**Your instructions**. Could you write out all of the items again, substituting "whole-number pixel coordinates" for each occurrence of "integer pixel coordinates" and leaving everything else unchanged?

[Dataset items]
________________________________________
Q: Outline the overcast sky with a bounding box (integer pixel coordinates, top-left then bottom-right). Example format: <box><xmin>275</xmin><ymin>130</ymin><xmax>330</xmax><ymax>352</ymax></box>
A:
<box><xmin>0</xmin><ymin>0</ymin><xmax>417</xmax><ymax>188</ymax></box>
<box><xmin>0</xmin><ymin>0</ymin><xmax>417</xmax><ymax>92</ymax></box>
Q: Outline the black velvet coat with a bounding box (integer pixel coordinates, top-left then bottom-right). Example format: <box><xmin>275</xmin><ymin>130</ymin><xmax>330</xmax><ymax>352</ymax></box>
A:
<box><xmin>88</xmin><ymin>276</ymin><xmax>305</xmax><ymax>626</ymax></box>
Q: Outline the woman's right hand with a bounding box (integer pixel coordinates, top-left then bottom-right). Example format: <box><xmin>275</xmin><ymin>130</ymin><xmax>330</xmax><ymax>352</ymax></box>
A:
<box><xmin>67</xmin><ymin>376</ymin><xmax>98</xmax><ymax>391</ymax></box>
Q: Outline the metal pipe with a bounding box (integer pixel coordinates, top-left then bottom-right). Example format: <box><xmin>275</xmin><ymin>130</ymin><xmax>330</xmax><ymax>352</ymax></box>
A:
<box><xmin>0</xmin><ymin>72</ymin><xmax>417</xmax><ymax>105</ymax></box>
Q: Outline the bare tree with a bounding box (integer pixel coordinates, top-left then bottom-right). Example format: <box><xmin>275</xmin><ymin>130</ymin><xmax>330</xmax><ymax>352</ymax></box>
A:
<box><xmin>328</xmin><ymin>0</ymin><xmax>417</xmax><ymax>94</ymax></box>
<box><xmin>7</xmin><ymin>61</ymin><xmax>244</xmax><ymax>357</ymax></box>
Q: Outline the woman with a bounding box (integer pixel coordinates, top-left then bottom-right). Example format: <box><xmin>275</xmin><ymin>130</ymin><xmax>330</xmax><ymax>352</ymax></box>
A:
________________________________________
**Result for this exercise**.
Q: Outline the overcast sky with a bounding box (whole-number pixel coordinates, top-left then bottom-right). Example format: <box><xmin>275</xmin><ymin>130</ymin><xmax>330</xmax><ymax>352</ymax></box>
A:
<box><xmin>0</xmin><ymin>0</ymin><xmax>417</xmax><ymax>188</ymax></box>
<box><xmin>0</xmin><ymin>0</ymin><xmax>417</xmax><ymax>92</ymax></box>
Q: Outline the black velvet coat with a bounding box (whole-number pixel coordinates, top-left then bottom-right). Example format: <box><xmin>275</xmin><ymin>130</ymin><xmax>330</xmax><ymax>352</ymax></box>
A:
<box><xmin>88</xmin><ymin>276</ymin><xmax>305</xmax><ymax>626</ymax></box>
Q: Outline the woman's right hand with a bounding box (whole-number pixel coordinates, top-left then bottom-right). Example format: <box><xmin>275</xmin><ymin>130</ymin><xmax>330</xmax><ymax>352</ymax></box>
A:
<box><xmin>67</xmin><ymin>376</ymin><xmax>98</xmax><ymax>391</ymax></box>
Q: Outline the metal pipe with a bounding box (whole-number pixel coordinates, top-left then bottom-right). Example format: <box><xmin>275</xmin><ymin>130</ymin><xmax>330</xmax><ymax>352</ymax></box>
A:
<box><xmin>0</xmin><ymin>72</ymin><xmax>417</xmax><ymax>105</ymax></box>
Q: Outline the bare tree with a bounding box (whole-number pixel coordinates, top-left then bottom-right). Example format: <box><xmin>275</xmin><ymin>130</ymin><xmax>330</xmax><ymax>352</ymax></box>
A:
<box><xmin>328</xmin><ymin>0</ymin><xmax>417</xmax><ymax>94</ymax></box>
<box><xmin>7</xmin><ymin>61</ymin><xmax>244</xmax><ymax>357</ymax></box>
Q: Outline the woman with a bounding box (whole-number pixel coordinates, top-left then bottom-right). Example format: <box><xmin>275</xmin><ymin>130</ymin><xmax>330</xmax><ymax>352</ymax></box>
A:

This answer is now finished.